• [문서 부분]
## 라이브러리 & Instuction 정의

In [5]:
import os
import re
import random
import json

instruction_demo_negative = """
You are a recommendation bot responsible for selecting the news article that the target user is most likely to prefer from a list of five candidate articles. The only information available for each candidate article is its title, which is written in Norwegian.
Your goal is to predict the index number of the news article that best fits in the position labeled [MASK].
"""

## 함수 정의

In [8]:
def create_json(purpose, u_numbers, file_name, target_folder):
    """
    JSONL 파일 생성 함수
    """

    target_folder = f'prompts/{target_folder}'
    data_dir = f'{target_folder}/{purpose}'
    metadata_dir = os.path.join(data_dir, 'metadata')

포인트 위치 지정 데이터:
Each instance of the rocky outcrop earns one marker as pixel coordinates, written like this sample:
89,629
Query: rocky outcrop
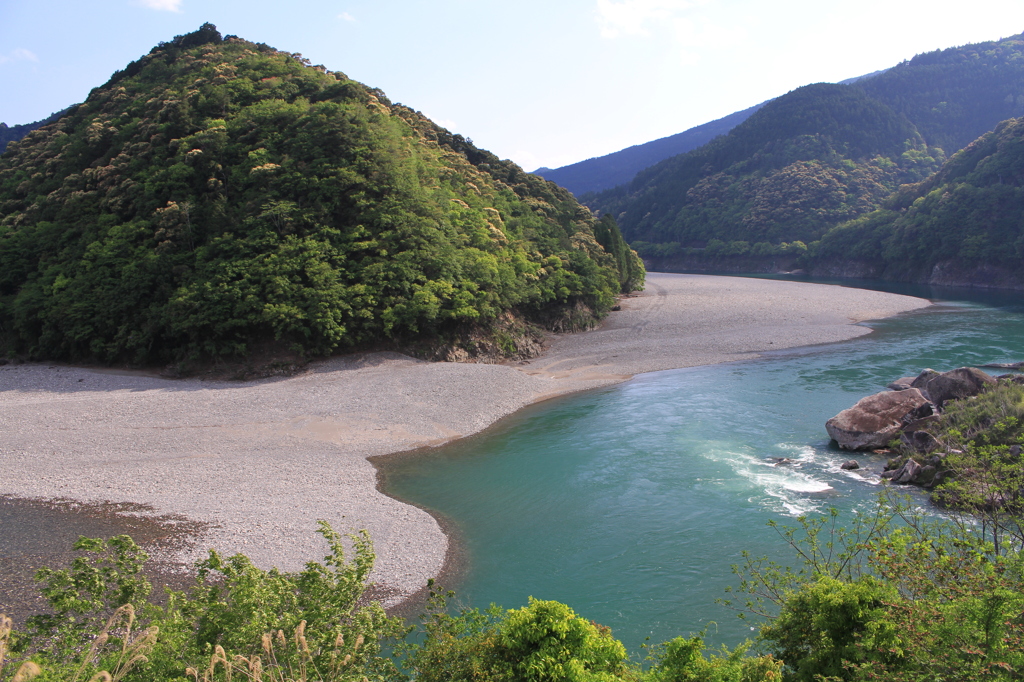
901,384
957,384
877,419
911,412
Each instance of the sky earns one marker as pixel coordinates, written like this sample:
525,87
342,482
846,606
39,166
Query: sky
542,82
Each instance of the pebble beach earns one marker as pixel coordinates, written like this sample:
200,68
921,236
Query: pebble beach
256,464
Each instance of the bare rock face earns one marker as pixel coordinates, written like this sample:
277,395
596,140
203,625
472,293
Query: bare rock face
877,419
901,384
921,381
955,384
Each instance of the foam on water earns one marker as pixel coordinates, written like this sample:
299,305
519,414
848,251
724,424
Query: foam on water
632,503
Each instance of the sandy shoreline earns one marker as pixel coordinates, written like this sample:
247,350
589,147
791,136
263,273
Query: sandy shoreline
262,461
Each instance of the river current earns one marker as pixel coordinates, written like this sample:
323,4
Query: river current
632,503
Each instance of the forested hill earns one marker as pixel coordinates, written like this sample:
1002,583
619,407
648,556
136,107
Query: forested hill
14,133
964,224
796,168
955,95
217,195
620,167
806,161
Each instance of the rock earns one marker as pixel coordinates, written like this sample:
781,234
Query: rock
926,476
921,424
921,381
922,441
901,384
956,384
907,472
875,420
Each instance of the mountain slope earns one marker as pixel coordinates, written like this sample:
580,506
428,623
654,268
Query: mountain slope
14,133
772,181
955,95
810,159
217,195
620,167
964,224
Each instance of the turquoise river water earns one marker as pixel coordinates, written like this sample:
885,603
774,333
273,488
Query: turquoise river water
631,503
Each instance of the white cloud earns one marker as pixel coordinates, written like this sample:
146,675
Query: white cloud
632,16
686,28
18,54
162,5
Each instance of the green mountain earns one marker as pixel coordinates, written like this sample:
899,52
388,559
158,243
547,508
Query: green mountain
13,133
818,156
808,160
964,224
620,167
218,195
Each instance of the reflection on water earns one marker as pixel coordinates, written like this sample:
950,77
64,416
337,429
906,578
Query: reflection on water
631,503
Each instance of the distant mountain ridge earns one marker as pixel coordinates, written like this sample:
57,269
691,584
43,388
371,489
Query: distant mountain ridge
610,170
620,167
13,133
819,156
963,225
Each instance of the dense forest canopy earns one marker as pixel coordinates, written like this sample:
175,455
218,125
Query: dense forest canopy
969,213
820,155
620,167
217,193
13,133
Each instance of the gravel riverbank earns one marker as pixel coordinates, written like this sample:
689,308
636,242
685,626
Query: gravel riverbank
256,464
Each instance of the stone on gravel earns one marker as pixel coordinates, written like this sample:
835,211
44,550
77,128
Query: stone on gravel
875,420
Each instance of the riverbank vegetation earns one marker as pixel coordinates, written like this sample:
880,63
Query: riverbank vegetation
855,172
218,196
895,595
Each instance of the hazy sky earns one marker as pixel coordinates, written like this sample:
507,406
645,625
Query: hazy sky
542,82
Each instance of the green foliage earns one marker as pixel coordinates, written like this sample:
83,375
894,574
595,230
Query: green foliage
105,577
682,659
545,641
921,599
967,214
828,625
219,195
814,160
235,609
806,161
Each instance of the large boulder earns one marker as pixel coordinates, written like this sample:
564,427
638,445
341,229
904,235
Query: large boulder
955,384
877,419
901,384
922,379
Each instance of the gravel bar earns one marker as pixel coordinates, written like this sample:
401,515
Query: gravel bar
256,464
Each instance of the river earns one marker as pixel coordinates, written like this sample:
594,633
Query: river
631,503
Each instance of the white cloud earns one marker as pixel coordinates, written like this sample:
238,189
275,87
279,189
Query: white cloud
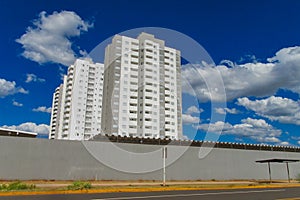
10,88
224,111
285,143
48,40
250,79
15,103
256,129
274,108
42,109
194,110
33,78
30,127
188,119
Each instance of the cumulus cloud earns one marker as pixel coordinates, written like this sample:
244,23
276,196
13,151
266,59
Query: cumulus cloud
194,109
42,109
48,40
10,88
15,103
188,119
42,129
224,111
256,129
33,78
274,108
254,78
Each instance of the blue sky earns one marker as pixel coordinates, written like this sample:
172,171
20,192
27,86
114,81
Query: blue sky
254,44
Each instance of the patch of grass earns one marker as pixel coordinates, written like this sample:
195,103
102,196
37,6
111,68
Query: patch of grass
16,186
78,185
298,178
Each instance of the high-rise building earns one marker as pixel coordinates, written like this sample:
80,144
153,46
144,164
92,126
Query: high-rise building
142,88
77,103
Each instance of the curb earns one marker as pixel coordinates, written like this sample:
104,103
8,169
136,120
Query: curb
128,189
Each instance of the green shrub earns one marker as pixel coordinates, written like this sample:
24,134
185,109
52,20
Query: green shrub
16,186
298,178
78,185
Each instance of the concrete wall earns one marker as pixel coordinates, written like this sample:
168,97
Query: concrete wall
27,158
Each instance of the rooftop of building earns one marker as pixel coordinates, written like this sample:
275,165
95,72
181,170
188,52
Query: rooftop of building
16,133
195,143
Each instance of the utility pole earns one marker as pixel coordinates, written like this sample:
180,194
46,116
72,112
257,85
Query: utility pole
164,155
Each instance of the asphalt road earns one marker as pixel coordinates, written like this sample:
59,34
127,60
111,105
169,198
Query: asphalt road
245,194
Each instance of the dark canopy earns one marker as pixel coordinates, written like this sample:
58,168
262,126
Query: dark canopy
278,160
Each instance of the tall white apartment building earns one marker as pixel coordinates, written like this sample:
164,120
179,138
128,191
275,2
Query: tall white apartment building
142,88
77,103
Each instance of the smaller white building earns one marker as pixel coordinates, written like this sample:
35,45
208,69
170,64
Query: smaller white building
77,103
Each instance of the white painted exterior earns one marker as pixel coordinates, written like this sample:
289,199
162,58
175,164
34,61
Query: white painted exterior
77,103
142,88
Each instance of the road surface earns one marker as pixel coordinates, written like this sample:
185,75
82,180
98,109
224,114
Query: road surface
245,194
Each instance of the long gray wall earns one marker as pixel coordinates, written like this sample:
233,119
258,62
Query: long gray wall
27,159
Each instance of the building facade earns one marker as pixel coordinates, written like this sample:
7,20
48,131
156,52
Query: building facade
142,88
77,103
137,92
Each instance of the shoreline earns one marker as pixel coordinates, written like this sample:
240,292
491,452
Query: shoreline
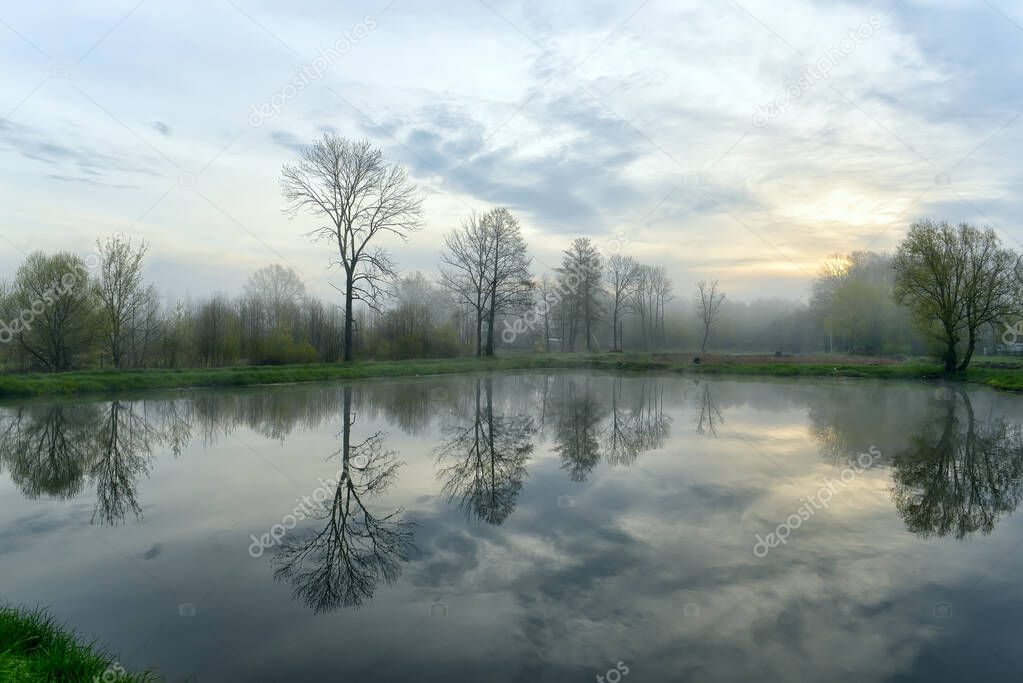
1005,376
36,647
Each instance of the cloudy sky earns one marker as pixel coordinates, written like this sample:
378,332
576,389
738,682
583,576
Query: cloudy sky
740,140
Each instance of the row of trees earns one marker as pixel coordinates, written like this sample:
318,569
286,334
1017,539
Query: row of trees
61,312
946,290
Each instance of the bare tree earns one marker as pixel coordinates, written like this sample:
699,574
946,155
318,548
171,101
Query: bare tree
546,299
580,277
508,279
955,280
277,291
361,197
661,289
622,277
709,302
464,267
641,302
123,294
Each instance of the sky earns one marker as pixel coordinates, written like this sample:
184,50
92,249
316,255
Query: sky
743,141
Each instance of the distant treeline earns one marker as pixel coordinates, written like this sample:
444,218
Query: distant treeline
947,290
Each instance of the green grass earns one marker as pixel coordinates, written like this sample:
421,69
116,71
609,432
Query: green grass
998,373
34,647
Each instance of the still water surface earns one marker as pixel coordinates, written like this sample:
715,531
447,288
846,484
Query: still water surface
528,527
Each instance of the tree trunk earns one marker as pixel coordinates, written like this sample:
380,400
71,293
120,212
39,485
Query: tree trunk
490,328
348,316
479,333
971,347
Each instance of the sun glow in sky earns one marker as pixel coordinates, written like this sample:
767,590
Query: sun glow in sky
705,132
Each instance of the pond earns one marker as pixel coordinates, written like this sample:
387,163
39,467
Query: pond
527,527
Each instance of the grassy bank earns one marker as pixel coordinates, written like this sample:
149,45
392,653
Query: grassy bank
33,647
1005,375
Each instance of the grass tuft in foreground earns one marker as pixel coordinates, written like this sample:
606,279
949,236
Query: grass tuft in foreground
34,647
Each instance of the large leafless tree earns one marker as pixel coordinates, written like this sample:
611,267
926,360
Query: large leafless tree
508,279
709,302
622,278
580,277
464,264
486,267
955,279
360,198
124,298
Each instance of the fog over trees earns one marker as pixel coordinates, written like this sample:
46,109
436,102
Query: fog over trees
947,291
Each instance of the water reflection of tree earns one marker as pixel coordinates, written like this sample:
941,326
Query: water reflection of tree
959,474
710,415
52,450
615,425
578,428
342,564
635,423
48,448
124,449
490,454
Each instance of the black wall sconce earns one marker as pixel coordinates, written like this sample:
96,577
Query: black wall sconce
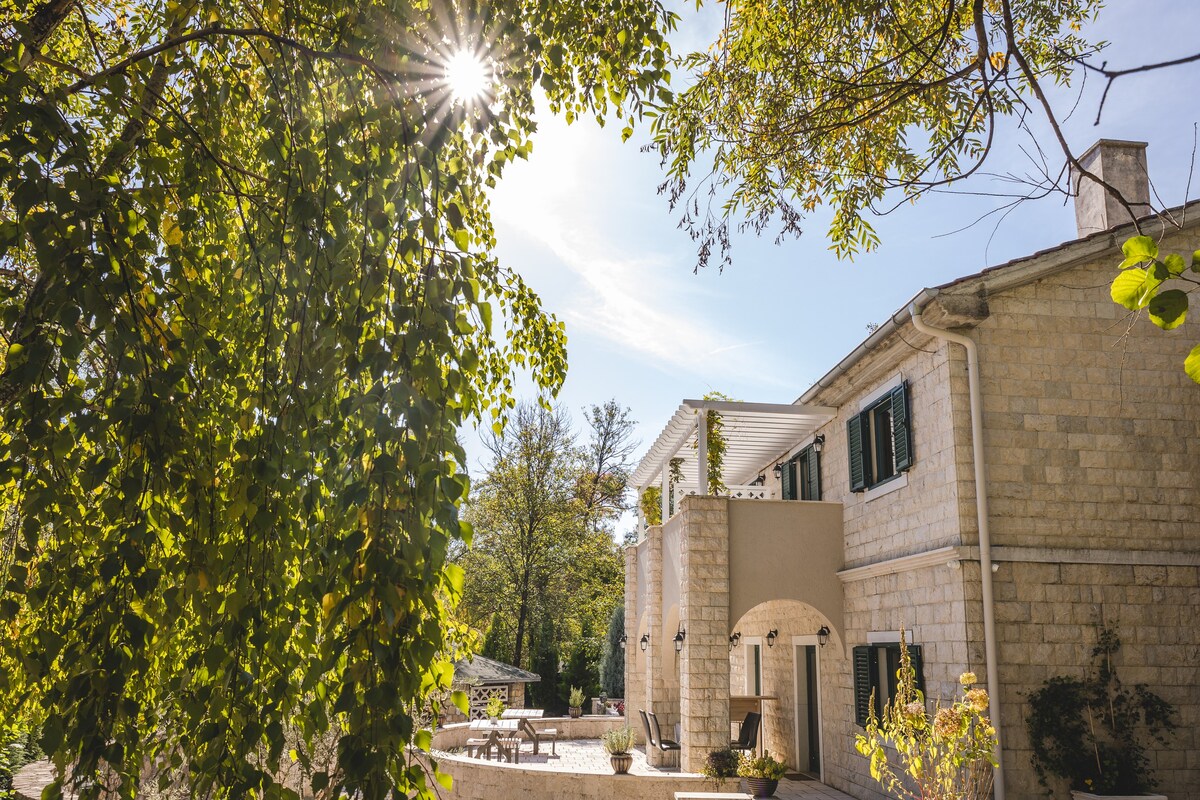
823,636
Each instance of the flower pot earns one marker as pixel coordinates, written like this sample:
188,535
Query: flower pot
762,787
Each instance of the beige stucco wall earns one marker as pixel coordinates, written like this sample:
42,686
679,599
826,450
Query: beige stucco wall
791,618
786,549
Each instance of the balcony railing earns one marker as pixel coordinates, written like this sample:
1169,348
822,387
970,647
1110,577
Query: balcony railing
736,492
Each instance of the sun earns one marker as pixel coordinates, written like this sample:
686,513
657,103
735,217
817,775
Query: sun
467,76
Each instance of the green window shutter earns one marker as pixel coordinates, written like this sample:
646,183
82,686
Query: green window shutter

• [읽은 내용 적용]
**a)** 다음 (i), (ii), (iii) 진술이 뉴스 추천 프롬프트 코드의 내용과 일치하는지 각각 예 또는 아니요로 답하고, 판단의 근거가 되는 코드 속 문구를 그대로 인용하세요. (i) 후보 기사마다 주어지는 정보는 제목뿐이며 그 제목은 노르웨이어로 쓰여 있다. (ii) 추천 봇은 후보 기사 열 개 가운데에서 기사를 고른다. (iii) create_json 함수는 CSV 파일을 만드는 함수로 설명되어 있다.
**b)** 뉴스 추천 프롬프트 코드의 마지막 줄 다음부터 이어지는 코드를 작성하세요.
이 목록은 참고하지 않아도 됩니다.

• [과제별 답안]
**a)**
(i) 예. "The only information available for each candidate article is its title, which is written in Norwegian."
(ii) 아니요. "from a list of five candidate articles"
(iii) 아니요. "JSONL 파일 생성 함수"

**b)**
    positions_file = os.path.join(metadata_dir, 'hidden_positions.txt')

    instruction = instruction_demo_negative

    # hidden_positions.txt 읽기
    hidden_positions = {}
    with open(positions_file, 'r', encoding='utf-8') as f:
        for line in f:
            line = line.strip()
            if not line:
                continue
            match = re.match(r'(U\d+)\s*:\s*\[([^\]]+)\]', line)
            if match:
                user_id = match.group(1)
                positions_str = match.group(2)
                positions = [int(pos.strip()) for pos in positions_str.split(',')]
                hidden_positions[user_id] = positions

    data = []
    for u_num in u_numbers:
        user_id = f'U{u_num}'
        user_file = f'{user_id}.txt'
        user_file_path = os.path.join(data_dir, user_file)
        if not os.path.exists(user_file_path):
            continue

        with open(user_file_path, 'r', encoding='utf-8') as f:
            prompt = f.read()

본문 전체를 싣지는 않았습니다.